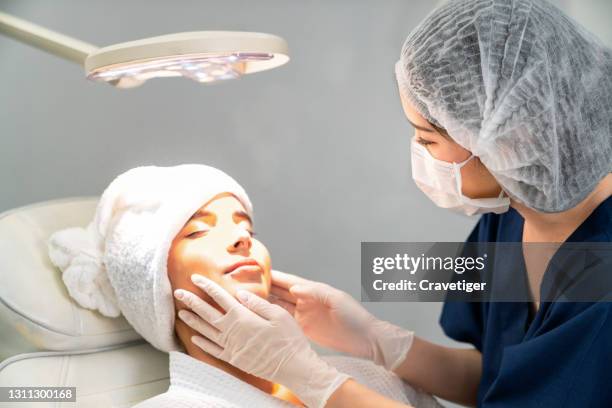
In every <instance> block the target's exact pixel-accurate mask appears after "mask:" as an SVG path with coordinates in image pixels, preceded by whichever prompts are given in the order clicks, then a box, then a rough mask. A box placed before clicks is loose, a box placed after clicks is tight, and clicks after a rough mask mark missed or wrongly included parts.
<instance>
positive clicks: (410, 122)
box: [406, 119, 435, 133]
mask: <svg viewBox="0 0 612 408" xmlns="http://www.w3.org/2000/svg"><path fill="white" fill-rule="evenodd" d="M406 120H407V121H408V123H410V124H411V125H412V126H414V128H415V129H419V130H422V131H423V132H430V133H435V131H434V130H433V129H430V128H424V127H423V126H419V125H415V124H414V123H412V122H411V121H410V119H406Z"/></svg>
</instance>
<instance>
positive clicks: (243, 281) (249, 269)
mask: <svg viewBox="0 0 612 408" xmlns="http://www.w3.org/2000/svg"><path fill="white" fill-rule="evenodd" d="M225 274H228V275H229V276H230V277H231V278H232V279H234V280H236V281H238V282H242V283H259V282H261V276H262V274H263V271H262V268H261V266H259V264H258V263H257V262H256V261H255V260H254V259H245V260H242V261H240V262H236V263H235V264H233V265H231V266H230V267H229V268H227V269H226V270H225Z"/></svg>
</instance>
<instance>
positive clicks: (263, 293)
mask: <svg viewBox="0 0 612 408" xmlns="http://www.w3.org/2000/svg"><path fill="white" fill-rule="evenodd" d="M224 288H225V290H227V291H228V292H229V293H230V294H231V295H232V296H236V292H238V291H239V290H240V289H242V290H246V291H248V292H251V293H253V294H255V295H257V296H259V297H262V298H264V299H267V298H268V295H269V294H270V286H269V285H266V284H265V283H263V282H261V283H259V282H257V283H238V282H237V283H232V284H231V285H225V286H224Z"/></svg>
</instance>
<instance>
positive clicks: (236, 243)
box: [168, 193, 271, 310]
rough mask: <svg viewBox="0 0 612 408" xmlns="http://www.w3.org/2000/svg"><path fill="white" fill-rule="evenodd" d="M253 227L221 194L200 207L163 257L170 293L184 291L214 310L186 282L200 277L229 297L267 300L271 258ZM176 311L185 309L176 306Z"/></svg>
mask: <svg viewBox="0 0 612 408" xmlns="http://www.w3.org/2000/svg"><path fill="white" fill-rule="evenodd" d="M252 228H253V225H252V224H251V220H250V219H249V216H248V215H247V213H246V211H245V208H244V206H243V205H242V203H241V202H240V201H239V200H238V199H237V198H236V197H234V196H233V195H231V194H229V193H224V194H220V195H218V196H216V197H215V198H213V199H212V200H211V201H209V202H208V203H206V204H204V205H203V206H202V207H200V209H199V210H198V211H197V212H196V213H195V214H194V216H193V217H192V219H190V220H189V221H187V222H186V223H185V225H184V226H183V228H182V229H181V231H179V233H178V234H177V235H176V237H175V238H174V240H173V242H172V245H171V247H170V251H169V253H168V278H169V279H170V283H171V286H172V290H173V291H174V290H176V289H179V288H180V289H185V290H188V291H190V292H193V293H195V294H196V295H198V296H200V297H201V298H202V299H204V300H205V301H207V302H209V303H210V304H212V305H214V306H215V307H219V306H218V305H216V304H215V303H214V301H212V299H211V298H210V297H209V296H208V295H206V294H205V293H204V292H203V291H202V290H201V289H200V288H198V287H197V286H196V285H195V284H193V282H192V281H191V275H193V274H196V273H197V274H200V275H203V276H206V277H207V278H209V279H211V280H213V281H215V282H216V283H218V284H219V285H220V286H221V287H223V288H224V289H225V290H227V291H228V292H229V293H231V294H232V295H235V294H236V292H237V291H238V290H239V289H245V290H248V291H249V292H252V293H255V294H256V295H258V296H261V297H263V298H267V297H268V295H269V293H270V287H271V280H270V267H271V263H270V254H269V253H268V250H267V249H266V247H265V246H264V245H263V244H262V243H261V242H259V241H258V240H256V239H254V238H253V236H252V232H253V229H252ZM175 307H176V308H177V310H179V309H182V308H184V306H183V304H182V303H180V302H178V301H177V300H175Z"/></svg>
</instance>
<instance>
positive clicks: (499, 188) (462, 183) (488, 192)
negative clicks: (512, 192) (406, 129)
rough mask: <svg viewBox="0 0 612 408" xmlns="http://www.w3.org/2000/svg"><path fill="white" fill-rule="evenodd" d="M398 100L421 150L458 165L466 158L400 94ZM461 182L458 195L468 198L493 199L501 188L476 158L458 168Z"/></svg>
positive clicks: (475, 157) (464, 152) (426, 119)
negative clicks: (399, 95) (419, 145)
mask: <svg viewBox="0 0 612 408" xmlns="http://www.w3.org/2000/svg"><path fill="white" fill-rule="evenodd" d="M400 99H401V102H402V108H403V109H404V114H405V115H406V118H407V119H408V121H409V122H410V123H411V124H412V125H413V127H414V129H415V130H414V132H415V133H414V137H415V138H416V141H417V143H420V144H421V145H423V146H425V148H427V150H428V151H429V153H430V154H431V155H432V156H433V157H435V158H436V159H438V160H442V161H446V162H455V163H461V162H463V161H465V160H466V159H467V158H468V157H470V155H471V153H470V151H469V150H467V149H465V148H463V147H462V146H461V145H459V144H458V143H456V142H455V141H453V140H452V139H449V138H448V137H446V136H443V135H442V134H440V133H439V132H438V131H437V130H435V129H434V128H433V127H432V126H431V124H430V123H429V121H428V120H427V119H425V118H424V117H423V115H421V114H420V113H419V112H418V111H417V110H416V109H415V108H414V107H413V106H412V105H411V104H410V102H409V101H408V100H406V98H404V97H403V96H401V94H400ZM451 137H452V135H451ZM461 181H462V187H461V192H462V193H463V195H465V196H466V197H469V198H487V197H497V196H498V195H499V193H500V192H501V186H500V185H499V183H498V182H497V180H495V178H494V177H493V175H492V174H491V172H489V170H488V169H487V168H486V167H485V166H484V165H483V164H482V162H481V161H480V160H479V159H478V157H474V158H472V159H471V160H470V161H469V162H467V163H466V165H465V166H463V167H462V168H461Z"/></svg>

+-------+

The pictures should not be reproduced; quote all of the other material exactly.

In every <instance> block the target's exact pixel-accurate mask appears after "mask:" as an SVG path with coordinates in image pixels, preceded by whichever prompts are given in the order clicks, then a box, then a rough mask. A box placed before clicks is loose, a box placed after clicks is tight, and clicks after a rough mask mark missed or wrongly included parts.
<instance>
positive clicks: (410, 122)
box: [406, 119, 435, 133]
mask: <svg viewBox="0 0 612 408" xmlns="http://www.w3.org/2000/svg"><path fill="white" fill-rule="evenodd" d="M406 120H407V121H408V123H410V124H411V125H412V126H414V128H415V129H419V130H422V131H423V132H430V133H435V131H434V130H433V129H430V128H424V127H423V126H419V125H415V124H414V123H412V122H411V121H410V119H406Z"/></svg>
</instance>
<instance>
positive clicks: (243, 281) (249, 269)
mask: <svg viewBox="0 0 612 408" xmlns="http://www.w3.org/2000/svg"><path fill="white" fill-rule="evenodd" d="M225 274H228V275H229V276H230V277H231V278H232V279H234V280H236V281H238V282H242V283H259V282H261V276H262V274H263V271H262V268H261V266H259V264H258V263H257V262H256V261H255V260H254V259H245V260H242V261H240V262H236V263H235V264H233V265H231V266H230V267H229V268H227V269H226V270H225Z"/></svg>
</instance>
<instance>
positive clicks: (263, 293)
mask: <svg viewBox="0 0 612 408" xmlns="http://www.w3.org/2000/svg"><path fill="white" fill-rule="evenodd" d="M224 288H225V290H227V291H228V292H229V293H230V294H231V295H232V296H236V292H238V291H239V290H240V289H242V290H246V291H248V292H251V293H253V294H255V295H257V296H259V297H262V298H264V299H267V298H268V295H269V294H270V286H269V285H266V284H265V283H263V282H261V283H259V282H257V283H238V282H237V283H232V284H231V285H225V286H224Z"/></svg>
</instance>
<instance>
positive clicks: (236, 243)
box: [168, 193, 271, 310]
rough mask: <svg viewBox="0 0 612 408" xmlns="http://www.w3.org/2000/svg"><path fill="white" fill-rule="evenodd" d="M253 227L221 194L200 207L163 257L170 293L184 291L214 310L186 282L200 277L229 297L267 300L271 258ZM176 311L185 309L176 306Z"/></svg>
mask: <svg viewBox="0 0 612 408" xmlns="http://www.w3.org/2000/svg"><path fill="white" fill-rule="evenodd" d="M252 228H253V225H252V224H251V220H250V219H249V216H248V215H247V213H246V211H245V208H244V206H243V205H242V203H241V202H240V201H239V200H238V199H237V198H236V197H234V196H233V195H231V194H229V193H224V194H220V195H218V196H216V197H215V198H213V199H212V200H211V201H209V202H208V203H206V204H204V205H203V206H202V207H200V209H199V210H198V211H197V212H196V213H195V214H194V216H193V217H192V219H190V220H189V221H187V222H186V223H185V225H184V226H183V228H182V229H181V231H179V233H178V234H177V235H176V237H175V238H174V240H173V242H172V245H171V247H170V251H169V253H168V278H169V279H170V283H171V286H172V290H173V291H174V290H176V289H179V288H180V289H185V290H188V291H190V292H193V293H195V294H196V295H198V296H200V297H201V298H202V299H204V300H205V301H207V302H209V303H210V304H212V305H214V306H215V307H219V306H218V305H216V304H215V303H214V301H212V299H211V298H210V297H209V296H208V295H206V294H205V293H204V292H203V291H202V290H201V289H200V288H198V287H197V286H196V285H195V284H193V282H192V281H191V275H193V274H196V273H197V274H200V275H203V276H206V277H207V278H209V279H211V280H213V281H215V282H216V283H218V284H219V285H220V286H221V287H223V288H224V289H225V290H227V291H228V292H229V293H231V294H232V295H235V294H236V292H237V291H238V290H239V289H245V290H248V291H249V292H252V293H255V294H256V295H258V296H261V297H263V298H267V297H268V295H269V293H270V287H271V280H270V267H271V263H270V254H269V253H268V250H267V249H266V247H265V246H264V245H263V244H262V243H261V242H259V241H258V240H256V239H254V238H253V236H252V232H253V229H252ZM175 307H176V308H177V310H179V309H182V308H184V306H183V304H182V303H180V302H178V301H177V300H175Z"/></svg>
</instance>
<instance>
positive clicks: (499, 188) (462, 183) (488, 192)
negative clicks: (512, 192) (406, 129)
rough mask: <svg viewBox="0 0 612 408" xmlns="http://www.w3.org/2000/svg"><path fill="white" fill-rule="evenodd" d="M398 100L421 150L458 165L466 158L400 94ZM461 182L458 195L468 198L493 199L501 188L476 158L458 168Z"/></svg>
positive clicks: (475, 157) (464, 152) (426, 119)
negative clicks: (399, 95) (419, 145)
mask: <svg viewBox="0 0 612 408" xmlns="http://www.w3.org/2000/svg"><path fill="white" fill-rule="evenodd" d="M400 99H401V102H402V108H403V109H404V114H405V115H406V118H407V119H408V121H409V122H410V123H411V124H412V125H413V127H414V129H415V130H414V132H415V133H414V137H415V138H416V141H417V143H420V144H421V145H423V146H425V148H427V150H428V151H429V153H430V154H431V155H432V156H433V157H435V158H436V159H438V160H442V161H446V162H455V163H461V162H463V161H465V160H466V159H467V158H468V157H470V155H471V153H470V151H469V150H467V149H465V148H463V147H462V146H461V145H459V144H458V143H456V142H455V141H453V140H452V139H449V138H448V137H446V136H443V135H442V134H440V133H439V132H438V131H437V130H435V129H434V128H433V127H432V126H431V124H430V123H429V121H428V120H427V119H425V118H424V117H423V115H421V114H420V113H419V112H418V111H417V110H416V109H415V108H414V107H413V106H412V105H411V104H410V102H409V101H408V100H406V98H404V97H403V96H401V94H400ZM451 137H452V135H451ZM461 181H462V187H461V192H462V193H463V195H465V196H466V197H469V198H487V197H497V196H498V195H499V193H500V192H501V186H500V185H499V183H498V182H497V180H495V178H494V177H493V175H492V174H491V172H489V170H488V169H487V168H486V167H485V166H484V165H483V164H482V162H481V161H480V160H479V159H478V157H474V158H472V159H471V160H470V161H469V162H467V163H466V165H465V166H463V167H462V168H461Z"/></svg>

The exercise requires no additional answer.